REQUIRED TASK: Starting at the line with "Where can the nose" and stopping at the final line, retype the data below exactly; do not carry over any pictures.

[Data listing]
----

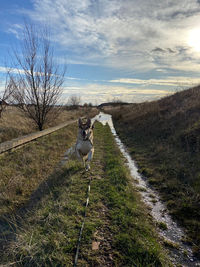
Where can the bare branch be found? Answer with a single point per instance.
(38, 83)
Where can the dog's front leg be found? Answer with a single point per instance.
(90, 156)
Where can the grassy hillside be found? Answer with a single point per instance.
(164, 138)
(117, 232)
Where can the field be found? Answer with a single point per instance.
(14, 124)
(42, 207)
(163, 137)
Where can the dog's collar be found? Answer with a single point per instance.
(88, 140)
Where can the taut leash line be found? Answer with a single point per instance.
(82, 226)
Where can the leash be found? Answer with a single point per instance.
(82, 226)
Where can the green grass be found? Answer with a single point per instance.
(47, 234)
(163, 138)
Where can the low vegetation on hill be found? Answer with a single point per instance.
(164, 138)
(118, 230)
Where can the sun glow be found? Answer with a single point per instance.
(194, 39)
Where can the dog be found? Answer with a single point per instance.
(84, 144)
(83, 149)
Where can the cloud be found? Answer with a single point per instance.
(121, 33)
(169, 81)
(89, 92)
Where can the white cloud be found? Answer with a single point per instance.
(89, 93)
(169, 81)
(122, 33)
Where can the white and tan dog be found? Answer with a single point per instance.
(84, 148)
(84, 144)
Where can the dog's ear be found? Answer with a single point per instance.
(80, 123)
(88, 122)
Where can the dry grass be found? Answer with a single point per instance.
(164, 137)
(14, 123)
(116, 217)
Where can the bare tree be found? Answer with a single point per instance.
(5, 95)
(74, 101)
(37, 84)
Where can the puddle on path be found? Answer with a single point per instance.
(158, 210)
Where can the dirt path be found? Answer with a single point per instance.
(117, 231)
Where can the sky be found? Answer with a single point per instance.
(128, 50)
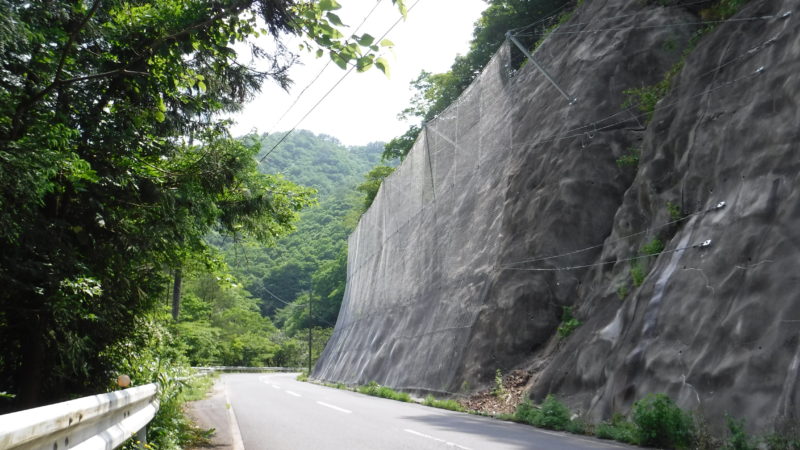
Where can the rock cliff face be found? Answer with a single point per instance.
(515, 203)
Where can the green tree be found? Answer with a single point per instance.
(114, 166)
(372, 183)
(433, 93)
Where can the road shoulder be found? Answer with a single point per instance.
(216, 412)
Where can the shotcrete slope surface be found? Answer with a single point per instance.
(448, 275)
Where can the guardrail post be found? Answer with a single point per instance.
(141, 437)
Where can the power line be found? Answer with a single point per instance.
(331, 89)
(377, 3)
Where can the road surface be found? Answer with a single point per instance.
(275, 411)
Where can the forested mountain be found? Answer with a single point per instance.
(317, 249)
(116, 165)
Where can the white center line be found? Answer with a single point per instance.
(449, 444)
(346, 411)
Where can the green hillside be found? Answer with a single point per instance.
(284, 272)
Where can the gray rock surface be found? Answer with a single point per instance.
(451, 273)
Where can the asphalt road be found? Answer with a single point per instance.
(275, 411)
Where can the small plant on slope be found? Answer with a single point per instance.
(661, 423)
(568, 322)
(498, 390)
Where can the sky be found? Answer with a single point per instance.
(364, 107)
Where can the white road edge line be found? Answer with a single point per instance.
(449, 444)
(346, 411)
(236, 434)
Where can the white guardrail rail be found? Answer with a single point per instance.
(103, 421)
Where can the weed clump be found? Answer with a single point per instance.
(630, 159)
(498, 390)
(452, 405)
(551, 414)
(618, 429)
(739, 439)
(653, 247)
(638, 273)
(376, 390)
(661, 423)
(568, 322)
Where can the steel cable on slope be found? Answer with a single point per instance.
(717, 207)
(605, 263)
(290, 304)
(570, 134)
(665, 25)
(338, 82)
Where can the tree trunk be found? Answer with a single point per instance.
(176, 295)
(31, 370)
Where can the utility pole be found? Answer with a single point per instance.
(310, 292)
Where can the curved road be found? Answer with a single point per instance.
(275, 411)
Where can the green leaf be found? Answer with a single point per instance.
(364, 63)
(383, 65)
(401, 5)
(329, 5)
(366, 40)
(338, 60)
(334, 19)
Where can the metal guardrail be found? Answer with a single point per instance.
(248, 369)
(102, 421)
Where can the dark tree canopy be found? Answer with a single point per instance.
(115, 164)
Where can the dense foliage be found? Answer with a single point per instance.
(114, 166)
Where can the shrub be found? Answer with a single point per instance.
(526, 412)
(630, 159)
(498, 390)
(452, 405)
(661, 423)
(568, 322)
(551, 414)
(738, 440)
(618, 429)
(674, 210)
(653, 247)
(376, 390)
(638, 273)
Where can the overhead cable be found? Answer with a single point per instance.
(328, 63)
(288, 133)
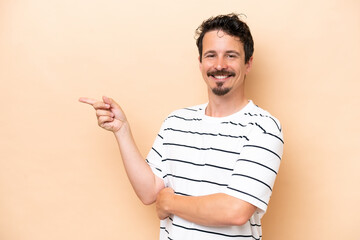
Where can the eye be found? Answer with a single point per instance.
(210, 55)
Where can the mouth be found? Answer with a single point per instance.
(221, 75)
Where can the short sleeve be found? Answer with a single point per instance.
(255, 171)
(155, 156)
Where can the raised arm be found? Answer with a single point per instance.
(112, 118)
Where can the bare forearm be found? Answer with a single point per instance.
(210, 210)
(142, 179)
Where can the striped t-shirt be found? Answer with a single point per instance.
(199, 155)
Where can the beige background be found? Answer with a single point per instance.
(61, 176)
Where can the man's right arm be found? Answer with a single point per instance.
(111, 117)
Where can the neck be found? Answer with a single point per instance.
(222, 106)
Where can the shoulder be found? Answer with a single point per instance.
(263, 119)
(187, 113)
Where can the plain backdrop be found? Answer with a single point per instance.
(61, 176)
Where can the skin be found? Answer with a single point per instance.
(221, 52)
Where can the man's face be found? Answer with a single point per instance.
(223, 63)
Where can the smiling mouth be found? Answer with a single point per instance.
(220, 75)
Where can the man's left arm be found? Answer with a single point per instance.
(218, 209)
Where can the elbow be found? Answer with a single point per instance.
(147, 200)
(240, 215)
(239, 220)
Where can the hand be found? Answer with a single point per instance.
(163, 201)
(109, 114)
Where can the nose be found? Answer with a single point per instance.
(220, 63)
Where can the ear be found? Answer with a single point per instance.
(200, 65)
(248, 65)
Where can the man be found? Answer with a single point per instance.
(212, 167)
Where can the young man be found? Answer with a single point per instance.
(212, 167)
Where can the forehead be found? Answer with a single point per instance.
(218, 40)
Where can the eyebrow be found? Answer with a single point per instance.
(230, 51)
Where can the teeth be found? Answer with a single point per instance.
(220, 77)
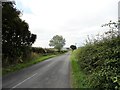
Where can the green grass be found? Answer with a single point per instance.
(78, 77)
(20, 66)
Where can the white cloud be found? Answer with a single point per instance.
(73, 19)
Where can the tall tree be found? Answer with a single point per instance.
(58, 42)
(16, 37)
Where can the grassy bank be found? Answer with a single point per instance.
(19, 66)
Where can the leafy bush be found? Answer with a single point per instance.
(100, 59)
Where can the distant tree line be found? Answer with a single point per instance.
(16, 37)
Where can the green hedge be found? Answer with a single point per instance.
(101, 61)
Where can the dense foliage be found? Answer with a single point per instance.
(16, 37)
(58, 42)
(73, 47)
(100, 60)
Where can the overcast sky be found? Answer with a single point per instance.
(73, 19)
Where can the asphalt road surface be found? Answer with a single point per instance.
(51, 73)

----

THE SOLUTION:
Where can the nose be found? Answer with a single point per instance.
(220, 63)
Where can the ear be found? Answer with a single point per instance.
(200, 65)
(248, 65)
Where can the man be found? Answer with a single point per instance.
(212, 167)
Where can the young man be found? Answer with a single point per instance.
(212, 167)
Where can the forehead be found? Answer with a single point per instance.
(218, 40)
Where can the eyebrow be found? Answer with a single point per instance.
(230, 51)
Where can the teeth be found? Answer with a single point per instance.
(220, 77)
Where can the green grass be found? Answer with a single point per instance.
(78, 77)
(20, 66)
Where can the white cloud be found? Answer with a single point per instance.
(73, 19)
Where can the tall tree be found? Answer with a single point per instance.
(58, 42)
(16, 37)
Where can the grassy bank be found? Answer with a single point per instance.
(19, 66)
Where can the leafy bush be found? Answer with a single point per instance.
(100, 59)
Where can the distant tree line be found? Answer with a single point per instance.
(16, 37)
Where can the green hedge be found? Answer with a single point per instance.
(101, 61)
Where can the dense foliage be found? Answer with a single point per instance.
(16, 37)
(58, 42)
(73, 47)
(100, 60)
Where can the overcast sky be found? Answer with a single point per instance.
(73, 19)
Where can the asphalt road surface be found? Answer with a single point per instance.
(51, 73)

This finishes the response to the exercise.